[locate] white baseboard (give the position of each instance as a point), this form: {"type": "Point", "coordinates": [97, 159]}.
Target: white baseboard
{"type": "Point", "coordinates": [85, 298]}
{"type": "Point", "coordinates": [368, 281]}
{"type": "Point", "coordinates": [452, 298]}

**The request:**
Give all of the entries again, word for word.

**Solution for this problem:**
[locate] white baseboard (give the position of each instance as a point), this form: {"type": "Point", "coordinates": [97, 159]}.
Target: white baseboard
{"type": "Point", "coordinates": [85, 298]}
{"type": "Point", "coordinates": [368, 281]}
{"type": "Point", "coordinates": [452, 298]}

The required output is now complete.